Stated task
Reproduce all of the rows below, requests included, and shift every bounding box coordinate by adding 37 to it.

(Excerpts of bounding box data)

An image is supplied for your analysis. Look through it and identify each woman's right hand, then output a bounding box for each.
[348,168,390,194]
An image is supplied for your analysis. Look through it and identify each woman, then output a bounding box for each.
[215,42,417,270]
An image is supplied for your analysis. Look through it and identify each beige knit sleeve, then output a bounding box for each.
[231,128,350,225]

Full output
An image is supplied for your analysis. Look through it and identify each woman's right hand, then output a bounding box for each.
[385,205,427,231]
An image is supplied for your analysis. Look through it and identify each woman, then output a bounding box for each.
[252,79,454,307]
An image is supplied for your analysis. Look through it and identify each beige knit sleeve, then output a bounding box for each.
[268,165,387,262]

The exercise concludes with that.